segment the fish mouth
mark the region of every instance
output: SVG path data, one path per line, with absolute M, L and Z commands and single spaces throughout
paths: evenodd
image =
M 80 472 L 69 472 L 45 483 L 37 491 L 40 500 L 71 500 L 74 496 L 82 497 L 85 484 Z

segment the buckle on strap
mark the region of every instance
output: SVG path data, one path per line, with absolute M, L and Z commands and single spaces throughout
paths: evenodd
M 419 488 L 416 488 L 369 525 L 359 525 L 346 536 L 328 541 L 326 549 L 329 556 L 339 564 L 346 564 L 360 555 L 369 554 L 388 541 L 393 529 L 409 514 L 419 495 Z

#### Directive
Swap "instance" for "occurrence" wherever it occurs in the entries above, and reproduce the entries with no other change.

#### Reply
segment the fish mouth
mark the region of every occurrence
output: SVG path data, one path per line, with absolute M, L and Z commands and single spaces throughout
paths: evenodd
image =
M 80 472 L 69 472 L 45 483 L 37 491 L 40 500 L 71 500 L 74 496 L 82 497 L 85 484 Z

segment the buckle on strap
mark the region of every occurrence
output: SVG path data, one path per line, with absolute M, L and Z commands and single spaces throughout
paths: evenodd
M 419 488 L 416 488 L 369 525 L 359 525 L 346 536 L 328 541 L 326 549 L 329 556 L 339 564 L 346 564 L 360 555 L 369 554 L 388 541 L 393 529 L 409 514 L 419 495 Z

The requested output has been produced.